_STATED TASK 1_:
Answer these questions using the commit notice:
(a) Who is listed as the author?
(b) What kind of nodes does the change allow SearchForAndLoads to look through?
(c) Which AArch64 test file was modified?
_STATED TASK 2_: Output the commit notice word for word from "Author: David Green" to "of the register.".

_PASSAGE TO READ_:

• • •

[llvm] 5780087 - [DAG] Extend SearchForAndLoads with any_extend handling

David Green via llvm-commits llvm-commits at lists.llvm.org
Mon Jan 17 07:25:15 PST 2022


Author: David Green
Date: 2022-01-17T15:25:11Z
New Revision: 578008789fd061a88ce47dac6ff627001b404348

URL: https://github.com/llvm/llvm-project/commit/578008789fd061a88ce47dac6ff627001b404348
DIFF: https://github.com/llvm/llvm-project/commit/578008789fd061a88ce47dac6ff627001b404348.diff

LOG: [DAG] Extend SearchForAndLoads with any_extend handling

This extends the code in SearchForAndLoads to be able to look through
ANY_EXTEND nodes, which can be created from mismatching IR types where
the AND node we begin from only demands the low parts of the register.
That turns zext and sext into any_extends as only the low bits are
demanded. To be able to look through ANY_EXTEND nodes we need to handle
mismatching types in a few places, potentially truncating the mask to
the size of the final load.

Differential Revision: https://reviews.llvm.org/D117457

Added: 
    

Modified: 
    llvm/lib/CodeGen/SelectionDAG/DAGCombiner.cpp
    llvm/test/CodeGen/AArch64/combine-andintoload.ll
    llvm/test/CodeGen/X86/pr35763.ll
    llvm/test/CodeGen/X86/pr35765.ll

Removed: 
    


################################################################################
diff  --git a/llvm/lib/CodeGen/SelectionDAG/DAGCombiner.cpp b/llvm/lib/CodeGen/SelectionDAG/DAGCombiner.cpp
index 7c684bd3aeb97..f0bc7470a3e0d 100644
--- a/llvm/lib/CodeGen/SelectionDAG/DAGCombiner.cpp
+++ b/llvm/lib/CodeGen/SelectionDAG/DAGCombiner.cpp
@@ -5491,6 +5491,8 @@ bool DAGCombiner::SearchForAndLoads(SDNode *N,
 
     // Some constants may need fixing up later if they are too large.
     if (auto *C = dyn_cast<ConstantSDNode>(Op)) {
+      if (Mask->getValueType(0) != C->getValueType(0))
+        return false;
       if ((N->getOpcode() == ISD::OR || N->getOpcode() == ISD::XOR) &&
           (Mask->getAPIntValue() & C->getAPIntValue()) != C->getAPIntValue())
         NodesWithConsts.insert(N);
@@ -5524,9 +5526,9 @@ bool DAGCombiner::SearchForAndLoads(SDNode *N,
     case ISD::AssertZext: {
       unsigned ActiveBits = Mask->getAPIntValue().countTrailingOnes();
       EVT ExtVT = EVT::getIntegerVT(*DAG.getContext(), ActiveBits);
-      EVT VT = Op.getOpcode() == ISD::AssertZext ?

• • •

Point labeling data
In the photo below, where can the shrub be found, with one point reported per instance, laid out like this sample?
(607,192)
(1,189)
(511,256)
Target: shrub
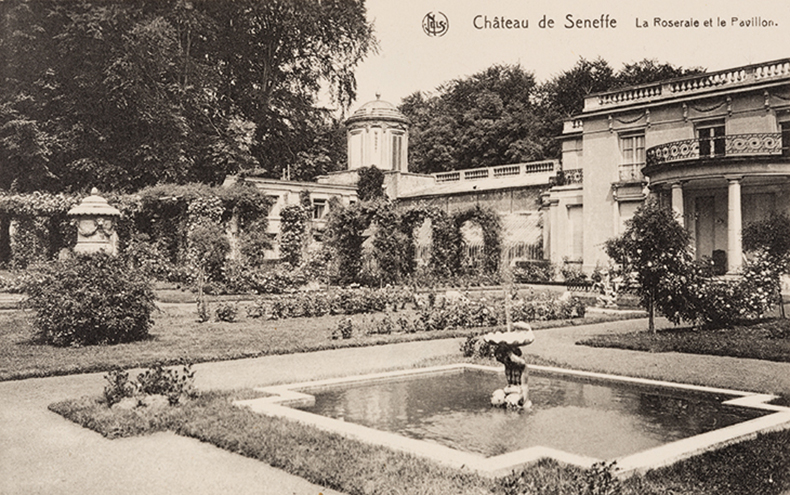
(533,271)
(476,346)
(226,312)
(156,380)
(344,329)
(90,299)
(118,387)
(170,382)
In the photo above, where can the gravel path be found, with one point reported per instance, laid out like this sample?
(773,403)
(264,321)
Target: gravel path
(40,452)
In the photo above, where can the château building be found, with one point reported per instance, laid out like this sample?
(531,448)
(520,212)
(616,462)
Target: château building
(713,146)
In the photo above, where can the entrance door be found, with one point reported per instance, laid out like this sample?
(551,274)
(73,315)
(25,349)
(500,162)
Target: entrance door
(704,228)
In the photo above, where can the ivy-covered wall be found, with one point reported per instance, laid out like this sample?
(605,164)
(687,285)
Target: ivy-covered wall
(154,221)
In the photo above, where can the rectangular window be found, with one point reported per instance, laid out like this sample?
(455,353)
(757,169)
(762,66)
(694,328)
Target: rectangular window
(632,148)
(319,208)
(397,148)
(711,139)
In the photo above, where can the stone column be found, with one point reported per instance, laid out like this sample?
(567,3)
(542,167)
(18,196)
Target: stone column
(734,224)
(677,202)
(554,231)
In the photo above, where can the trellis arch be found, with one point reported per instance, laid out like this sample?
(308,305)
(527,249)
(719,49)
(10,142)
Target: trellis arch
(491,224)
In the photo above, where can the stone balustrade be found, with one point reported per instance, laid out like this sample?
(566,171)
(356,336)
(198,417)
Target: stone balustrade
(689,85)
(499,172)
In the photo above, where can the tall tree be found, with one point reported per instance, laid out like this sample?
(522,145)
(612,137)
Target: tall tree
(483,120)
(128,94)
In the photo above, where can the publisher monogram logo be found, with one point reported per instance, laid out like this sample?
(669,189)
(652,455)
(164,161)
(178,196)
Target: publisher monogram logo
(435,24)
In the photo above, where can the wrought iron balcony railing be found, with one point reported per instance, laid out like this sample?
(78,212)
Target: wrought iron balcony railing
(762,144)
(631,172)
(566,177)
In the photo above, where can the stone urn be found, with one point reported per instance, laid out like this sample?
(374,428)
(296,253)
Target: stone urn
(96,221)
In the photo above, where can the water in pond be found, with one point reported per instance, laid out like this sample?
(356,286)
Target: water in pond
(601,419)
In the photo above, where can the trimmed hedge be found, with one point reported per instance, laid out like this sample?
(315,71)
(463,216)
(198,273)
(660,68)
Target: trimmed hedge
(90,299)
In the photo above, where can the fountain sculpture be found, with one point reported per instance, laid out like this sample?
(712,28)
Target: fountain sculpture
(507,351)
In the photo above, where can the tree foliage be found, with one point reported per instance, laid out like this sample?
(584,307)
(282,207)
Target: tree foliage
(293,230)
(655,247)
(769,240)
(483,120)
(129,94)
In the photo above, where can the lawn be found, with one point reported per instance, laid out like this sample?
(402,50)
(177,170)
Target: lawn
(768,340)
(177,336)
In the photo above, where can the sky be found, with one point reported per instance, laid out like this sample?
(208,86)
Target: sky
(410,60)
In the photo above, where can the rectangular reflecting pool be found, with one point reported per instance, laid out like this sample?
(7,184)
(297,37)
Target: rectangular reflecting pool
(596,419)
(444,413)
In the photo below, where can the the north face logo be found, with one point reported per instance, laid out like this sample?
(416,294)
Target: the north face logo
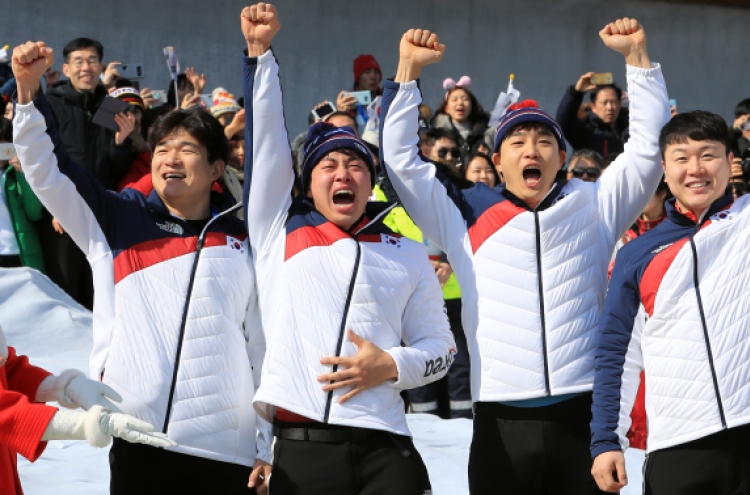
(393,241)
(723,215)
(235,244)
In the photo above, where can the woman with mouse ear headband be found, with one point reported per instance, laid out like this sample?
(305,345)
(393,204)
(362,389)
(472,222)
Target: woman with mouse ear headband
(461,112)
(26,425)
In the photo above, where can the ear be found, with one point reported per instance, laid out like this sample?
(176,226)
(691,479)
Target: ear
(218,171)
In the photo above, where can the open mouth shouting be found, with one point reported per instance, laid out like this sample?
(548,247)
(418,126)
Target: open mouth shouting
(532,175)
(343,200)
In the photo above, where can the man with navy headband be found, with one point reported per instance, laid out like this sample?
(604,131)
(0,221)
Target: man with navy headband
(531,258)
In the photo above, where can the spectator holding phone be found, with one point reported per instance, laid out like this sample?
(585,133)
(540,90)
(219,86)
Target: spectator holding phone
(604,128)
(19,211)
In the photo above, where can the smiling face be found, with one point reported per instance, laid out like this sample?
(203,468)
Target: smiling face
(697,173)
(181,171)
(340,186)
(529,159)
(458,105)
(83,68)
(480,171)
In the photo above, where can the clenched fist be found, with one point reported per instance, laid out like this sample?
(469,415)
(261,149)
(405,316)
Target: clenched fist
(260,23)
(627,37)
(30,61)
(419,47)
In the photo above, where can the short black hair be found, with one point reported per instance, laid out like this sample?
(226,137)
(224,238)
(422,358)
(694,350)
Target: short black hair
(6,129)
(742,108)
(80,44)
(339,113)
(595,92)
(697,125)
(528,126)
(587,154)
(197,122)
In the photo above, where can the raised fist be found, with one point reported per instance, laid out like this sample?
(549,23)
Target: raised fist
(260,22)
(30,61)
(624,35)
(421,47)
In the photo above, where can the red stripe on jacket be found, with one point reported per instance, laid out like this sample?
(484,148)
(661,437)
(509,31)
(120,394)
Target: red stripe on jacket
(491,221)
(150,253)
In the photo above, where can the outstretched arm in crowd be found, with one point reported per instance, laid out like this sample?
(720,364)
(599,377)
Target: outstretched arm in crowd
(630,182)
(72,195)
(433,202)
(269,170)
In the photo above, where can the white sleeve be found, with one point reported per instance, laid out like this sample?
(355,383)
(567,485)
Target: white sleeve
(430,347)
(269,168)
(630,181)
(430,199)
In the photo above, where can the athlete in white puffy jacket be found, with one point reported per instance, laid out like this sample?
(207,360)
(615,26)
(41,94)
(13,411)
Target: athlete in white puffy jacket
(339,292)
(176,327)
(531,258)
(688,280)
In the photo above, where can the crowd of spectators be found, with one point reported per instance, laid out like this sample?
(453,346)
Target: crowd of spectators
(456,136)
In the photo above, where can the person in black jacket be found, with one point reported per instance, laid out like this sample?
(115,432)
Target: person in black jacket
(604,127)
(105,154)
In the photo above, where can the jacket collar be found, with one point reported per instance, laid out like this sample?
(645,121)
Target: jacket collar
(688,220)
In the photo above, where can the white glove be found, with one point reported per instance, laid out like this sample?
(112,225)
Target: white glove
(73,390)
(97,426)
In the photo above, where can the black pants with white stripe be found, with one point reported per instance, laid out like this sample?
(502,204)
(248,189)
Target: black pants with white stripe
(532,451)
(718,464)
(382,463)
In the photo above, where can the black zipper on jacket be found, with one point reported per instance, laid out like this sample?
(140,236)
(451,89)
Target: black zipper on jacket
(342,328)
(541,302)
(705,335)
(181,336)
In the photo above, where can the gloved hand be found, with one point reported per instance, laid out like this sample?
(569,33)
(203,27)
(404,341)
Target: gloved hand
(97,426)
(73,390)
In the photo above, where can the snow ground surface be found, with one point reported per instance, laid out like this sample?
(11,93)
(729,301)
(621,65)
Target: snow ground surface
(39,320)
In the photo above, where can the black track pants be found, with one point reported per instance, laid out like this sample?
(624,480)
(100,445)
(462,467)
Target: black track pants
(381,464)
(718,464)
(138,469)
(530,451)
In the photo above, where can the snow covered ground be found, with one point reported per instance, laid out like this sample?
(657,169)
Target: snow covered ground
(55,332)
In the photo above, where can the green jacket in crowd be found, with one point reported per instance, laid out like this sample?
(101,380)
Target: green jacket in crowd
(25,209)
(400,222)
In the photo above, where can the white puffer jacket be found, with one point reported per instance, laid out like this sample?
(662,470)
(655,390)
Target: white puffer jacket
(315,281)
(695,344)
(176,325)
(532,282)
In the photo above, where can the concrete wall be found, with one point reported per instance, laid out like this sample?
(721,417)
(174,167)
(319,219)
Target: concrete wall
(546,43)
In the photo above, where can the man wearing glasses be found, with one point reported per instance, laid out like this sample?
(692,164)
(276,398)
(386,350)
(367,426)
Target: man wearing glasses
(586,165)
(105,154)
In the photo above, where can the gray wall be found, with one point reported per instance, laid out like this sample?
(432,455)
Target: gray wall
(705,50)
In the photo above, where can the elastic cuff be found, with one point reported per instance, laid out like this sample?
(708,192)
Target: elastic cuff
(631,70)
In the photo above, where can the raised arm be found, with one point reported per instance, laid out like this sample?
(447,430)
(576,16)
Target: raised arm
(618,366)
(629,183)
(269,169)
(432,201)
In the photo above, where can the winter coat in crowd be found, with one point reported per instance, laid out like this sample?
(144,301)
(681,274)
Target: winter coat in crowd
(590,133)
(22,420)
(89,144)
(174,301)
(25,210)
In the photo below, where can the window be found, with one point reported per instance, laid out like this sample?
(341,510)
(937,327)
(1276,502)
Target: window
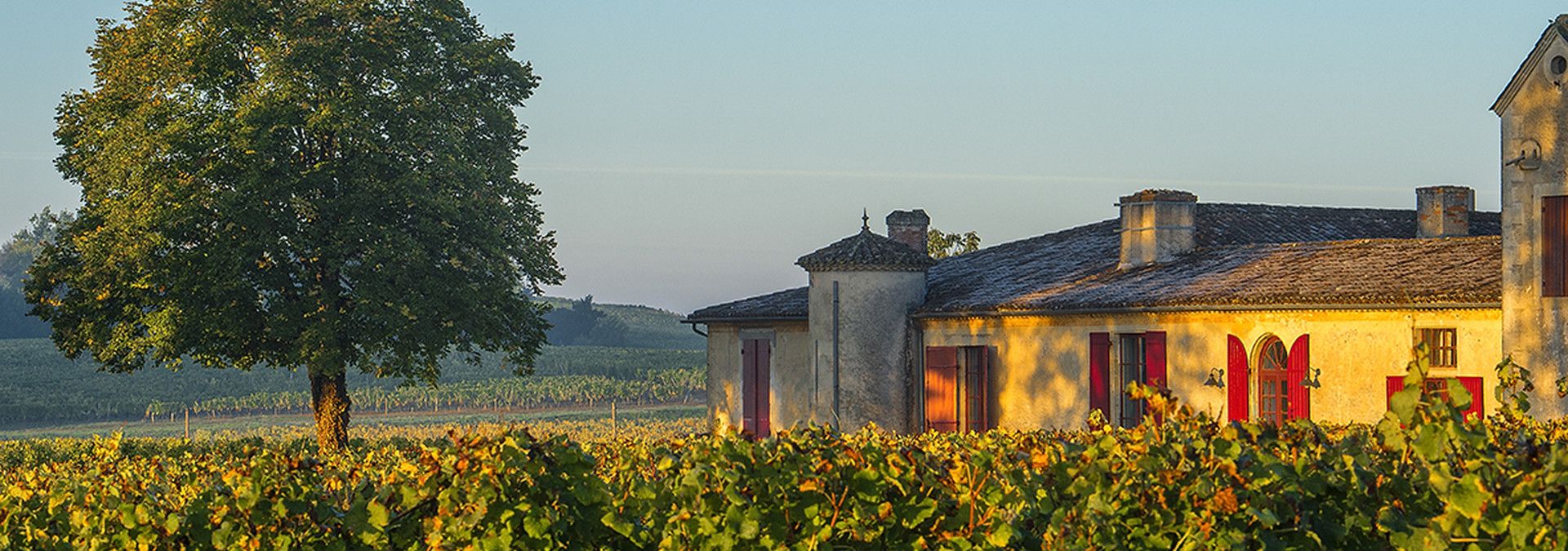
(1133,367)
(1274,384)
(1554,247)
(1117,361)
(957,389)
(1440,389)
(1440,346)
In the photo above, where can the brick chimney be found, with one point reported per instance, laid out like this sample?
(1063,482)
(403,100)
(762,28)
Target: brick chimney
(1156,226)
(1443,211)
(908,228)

• • •

_TASK SOLUTION 1_:
(a) David Green
(b) ANY_EXTEND nodes
(c) llvm/test/CodeGen/AArch64/combine-andintoload.ll

_TASK SOLUTION 2_:
Author: David Green
Date: 2022-01-17T15:25:11Z
New Revision: 578008789fd061a88ce47dac6ff627001b404348

URL: https://github.com/llvm/llvm-project/commit/578008789fd061a88ce47dac6ff627001b404348
DIFF: https://github.com/llvm/llvm-project/commit/578008789fd061a88ce47dac6ff627001b404348.diff

LOG: [DAG] Extend SearchForAndLoads with any_extend handling

This extends the code in SearchForAndLoads to be able to look through
ANY_EXTEND nodes, which can be created from mismatching IR types where
the AND node we begin from only demands the low parts of the register.